Problem details:
Search the records below for the line containing "# Target: hanging banner". Write out that line and every line after it exactly as written.

(Records supplied)

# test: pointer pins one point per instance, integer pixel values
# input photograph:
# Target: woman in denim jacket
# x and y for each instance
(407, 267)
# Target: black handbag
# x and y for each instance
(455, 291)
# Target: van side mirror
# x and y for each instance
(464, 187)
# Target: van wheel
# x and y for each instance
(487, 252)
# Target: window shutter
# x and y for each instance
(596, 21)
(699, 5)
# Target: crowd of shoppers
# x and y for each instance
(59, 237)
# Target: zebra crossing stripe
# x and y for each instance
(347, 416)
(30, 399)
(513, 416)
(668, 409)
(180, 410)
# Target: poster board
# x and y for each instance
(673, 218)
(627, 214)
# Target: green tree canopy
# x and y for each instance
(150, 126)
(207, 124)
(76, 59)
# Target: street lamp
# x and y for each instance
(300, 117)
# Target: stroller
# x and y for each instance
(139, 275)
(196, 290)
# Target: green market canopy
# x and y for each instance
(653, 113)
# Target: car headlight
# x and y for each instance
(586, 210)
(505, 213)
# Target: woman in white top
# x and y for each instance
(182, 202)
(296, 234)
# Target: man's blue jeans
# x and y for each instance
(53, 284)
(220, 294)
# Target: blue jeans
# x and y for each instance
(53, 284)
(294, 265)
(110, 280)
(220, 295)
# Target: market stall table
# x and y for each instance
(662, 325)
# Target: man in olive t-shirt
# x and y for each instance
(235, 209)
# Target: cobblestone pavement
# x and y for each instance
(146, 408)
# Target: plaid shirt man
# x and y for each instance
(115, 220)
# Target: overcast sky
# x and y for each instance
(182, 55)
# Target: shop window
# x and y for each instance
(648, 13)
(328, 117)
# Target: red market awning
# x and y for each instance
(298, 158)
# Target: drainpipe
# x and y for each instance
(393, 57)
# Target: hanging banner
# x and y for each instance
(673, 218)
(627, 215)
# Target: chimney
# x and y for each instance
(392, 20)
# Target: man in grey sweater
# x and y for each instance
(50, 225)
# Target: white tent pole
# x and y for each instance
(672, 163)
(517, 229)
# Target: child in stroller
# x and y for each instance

(End Records supplied)

Expected output:
# Target: hanging banner
# x and y for each instance
(673, 218)
(627, 215)
# Target: chimney
# x and y for each instance
(392, 20)
# Target: man in grey sweater
# x and y for each instance
(50, 225)
# Target: white tent pole
# x and y for each instance
(672, 163)
(517, 229)
# Target: child in stroller
# x and y for each instance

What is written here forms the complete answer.